# TEXTO PARA LEER

┌────────

Estamos
recordando (y todavía sufriendo) el décimo aniversario de la crisis de 2008,
sólo superada en dureza por la de 1929. Las crisis financieras son una
enfermedad endémica a las economías capitalistas. Los bancos son los primeros
interesados en la expansión crediticia, en eso consiste su negocio. Pero
crédito implica deuda y la calidad de ésta se va deteriorando a medida que
aumenta. Cuando la fruta está madura, una elevación del tipo de interés o la
quiebra de una institución financiera puede precipitar una crisis general.
Hyman Minsky,
un experto en estos temas, concluyó que el ciclo del crédito/deuda se repetía
cada 20 ó 25 años. La peculiaridad de la crisis de 2008 es que el proceso tomó
una velocidad de vértigo por la connivencia entre la banca tradicional y la
banca a la sombra, en el nuevo esquema bancario de “originar para distribuir”.
La primera multiplicó el dinero a base de créditos hipotecarios, cada vez de
menor calidad. La segunda, una vez esquivada la regulación bancaria, transformó
las hipotecas basura en productos financieros de gran liquidez y bajo riesgo.
En realidad, los riesgos eran enormes, pero estaban disimulados tras los nuevos
y sofisticados derivados crediticios.
Tres son lecciones que
debiéramos haber aprendido de la crisis de 2007-08. Primera, la regulación
bancaria es más importante que nunca; la “banca a la sombra” resulta
inaceptable. Segunda, no debe concederse créditos a la compra de activos
financieros. Aunque no sea posible extirpar la especulación, no debemos tolerar
que se financie con créditos baratos. Tercera, la expansión crediticia debe ir
acompañada de mayores dotaciones de capital que suministren un colchón de
seguridad y obliguen a los directivos bancarios a ser más responsables.

└────────

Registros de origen
┌────────

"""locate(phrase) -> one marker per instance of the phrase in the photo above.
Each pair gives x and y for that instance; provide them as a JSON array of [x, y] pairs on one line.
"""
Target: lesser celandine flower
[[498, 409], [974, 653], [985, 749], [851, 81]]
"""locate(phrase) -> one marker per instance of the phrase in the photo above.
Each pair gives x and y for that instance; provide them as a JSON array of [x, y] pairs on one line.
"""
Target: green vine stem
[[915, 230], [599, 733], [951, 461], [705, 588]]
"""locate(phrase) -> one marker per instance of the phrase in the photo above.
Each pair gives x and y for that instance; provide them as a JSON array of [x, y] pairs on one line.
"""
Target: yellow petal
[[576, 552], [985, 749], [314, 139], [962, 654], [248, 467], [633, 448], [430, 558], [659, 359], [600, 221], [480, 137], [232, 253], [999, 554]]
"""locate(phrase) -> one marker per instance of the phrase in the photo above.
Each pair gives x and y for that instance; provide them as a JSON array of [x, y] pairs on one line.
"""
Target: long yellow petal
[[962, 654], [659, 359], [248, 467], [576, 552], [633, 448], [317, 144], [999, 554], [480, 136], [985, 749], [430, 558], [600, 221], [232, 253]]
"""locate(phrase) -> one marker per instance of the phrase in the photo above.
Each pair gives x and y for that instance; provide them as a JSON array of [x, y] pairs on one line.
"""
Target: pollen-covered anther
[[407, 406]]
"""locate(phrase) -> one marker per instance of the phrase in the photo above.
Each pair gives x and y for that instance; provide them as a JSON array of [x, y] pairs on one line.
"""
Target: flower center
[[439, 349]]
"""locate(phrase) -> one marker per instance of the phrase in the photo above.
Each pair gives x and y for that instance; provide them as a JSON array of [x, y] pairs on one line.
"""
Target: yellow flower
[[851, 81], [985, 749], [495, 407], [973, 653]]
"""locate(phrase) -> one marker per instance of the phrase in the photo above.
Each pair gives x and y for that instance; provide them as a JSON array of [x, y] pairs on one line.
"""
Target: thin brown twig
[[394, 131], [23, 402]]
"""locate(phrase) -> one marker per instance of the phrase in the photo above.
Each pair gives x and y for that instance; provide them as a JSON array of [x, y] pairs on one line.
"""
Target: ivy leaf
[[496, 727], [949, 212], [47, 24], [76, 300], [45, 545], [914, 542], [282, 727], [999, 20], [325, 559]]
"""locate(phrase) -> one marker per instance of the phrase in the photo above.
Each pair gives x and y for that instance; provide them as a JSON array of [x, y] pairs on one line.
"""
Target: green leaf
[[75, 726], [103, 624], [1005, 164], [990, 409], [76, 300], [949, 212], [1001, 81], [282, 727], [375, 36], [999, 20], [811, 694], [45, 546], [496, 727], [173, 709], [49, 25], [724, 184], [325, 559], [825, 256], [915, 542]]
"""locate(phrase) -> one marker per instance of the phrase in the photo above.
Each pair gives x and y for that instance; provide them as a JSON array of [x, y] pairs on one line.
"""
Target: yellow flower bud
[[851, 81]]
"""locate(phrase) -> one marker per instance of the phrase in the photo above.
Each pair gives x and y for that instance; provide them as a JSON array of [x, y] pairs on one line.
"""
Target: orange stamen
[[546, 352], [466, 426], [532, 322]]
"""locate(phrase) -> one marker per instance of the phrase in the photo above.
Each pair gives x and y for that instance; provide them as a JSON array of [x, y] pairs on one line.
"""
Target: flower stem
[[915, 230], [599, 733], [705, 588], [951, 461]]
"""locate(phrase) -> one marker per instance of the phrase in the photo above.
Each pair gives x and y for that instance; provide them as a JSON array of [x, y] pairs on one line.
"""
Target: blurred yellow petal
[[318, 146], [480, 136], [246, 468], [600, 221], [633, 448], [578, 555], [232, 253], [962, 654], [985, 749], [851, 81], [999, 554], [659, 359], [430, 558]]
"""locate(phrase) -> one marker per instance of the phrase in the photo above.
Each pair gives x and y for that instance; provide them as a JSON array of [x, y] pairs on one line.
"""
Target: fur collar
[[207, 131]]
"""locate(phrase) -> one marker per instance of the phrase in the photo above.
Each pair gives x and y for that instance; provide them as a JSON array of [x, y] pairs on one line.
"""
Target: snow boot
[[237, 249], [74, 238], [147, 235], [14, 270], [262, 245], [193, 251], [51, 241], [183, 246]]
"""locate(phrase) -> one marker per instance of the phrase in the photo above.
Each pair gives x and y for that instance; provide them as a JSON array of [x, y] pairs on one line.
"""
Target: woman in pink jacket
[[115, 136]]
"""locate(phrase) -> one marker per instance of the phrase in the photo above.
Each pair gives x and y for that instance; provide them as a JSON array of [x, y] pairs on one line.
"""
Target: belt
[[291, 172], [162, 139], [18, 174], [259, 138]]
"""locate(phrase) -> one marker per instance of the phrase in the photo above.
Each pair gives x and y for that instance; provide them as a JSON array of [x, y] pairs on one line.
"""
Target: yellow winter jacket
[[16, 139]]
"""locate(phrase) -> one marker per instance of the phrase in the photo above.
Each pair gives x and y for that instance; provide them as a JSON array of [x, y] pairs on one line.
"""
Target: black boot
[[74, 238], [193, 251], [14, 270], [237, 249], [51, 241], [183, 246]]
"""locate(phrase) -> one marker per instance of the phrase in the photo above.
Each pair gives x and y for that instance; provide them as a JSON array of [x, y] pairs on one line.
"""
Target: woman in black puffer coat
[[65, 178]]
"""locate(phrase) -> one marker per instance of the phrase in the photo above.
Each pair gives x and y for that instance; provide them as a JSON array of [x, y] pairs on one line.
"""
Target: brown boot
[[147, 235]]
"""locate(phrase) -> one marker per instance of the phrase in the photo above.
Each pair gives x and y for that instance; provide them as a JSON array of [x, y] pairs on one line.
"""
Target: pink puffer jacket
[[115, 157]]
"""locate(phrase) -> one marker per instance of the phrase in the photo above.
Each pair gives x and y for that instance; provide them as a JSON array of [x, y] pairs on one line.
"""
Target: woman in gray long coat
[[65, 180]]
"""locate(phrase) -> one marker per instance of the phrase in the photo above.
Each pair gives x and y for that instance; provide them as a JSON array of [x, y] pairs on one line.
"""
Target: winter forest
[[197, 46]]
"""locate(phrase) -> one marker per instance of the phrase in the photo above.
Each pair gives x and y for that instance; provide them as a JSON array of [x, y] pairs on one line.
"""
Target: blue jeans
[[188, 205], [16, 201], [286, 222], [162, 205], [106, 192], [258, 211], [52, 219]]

└────────

# COMPLETA LO SIGUIENTE
[1] Corrige el fragmento del texto sobre la crisis de 2008 que empieza con "La primera multiplicó" y sigue hasta "ser más responsables.", poniendo "respaldo" en lugar de "colchón".
[2] En el texto sobre la crisis de 2008, ¿cada cuántos años se repetía el ciclo del crédito/deuda según Hyman Minsky?

# RESPUESTAS EN ORDEN
[1]
La primera multiplicó el dinero a base de créditos hipotecarios, cada vez de
menor calidad. La segunda, una vez esquivada la regulación bancaria, transformó
las hipotecas basura en productos financieros de gran liquidez y bajo riesgo.
En realidad, los riesgos eran enormes, pero estaban disimulados tras los nuevos
y sofisticados derivados crediticios.
Tres son lecciones que
debiéramos haber aprendido de la crisis de 2007-08. Primera, la regulación
bancaria es más importante que nunca; la “banca a la sombra” resulta
inaceptable. Segunda, no debe concederse créditos a la compra de activos
financieros. Aunque no sea posible extirpar la especulación, no debemos tolerar
que se financie con créditos baratos. Tercera, la expansión crediticia debe ir
acompañada de mayores dotaciones de capital que suministren un respaldo de
seguridad y obliguen a los directivos bancarios a ser más responsables.

[2] Cada 20 ó 25 años.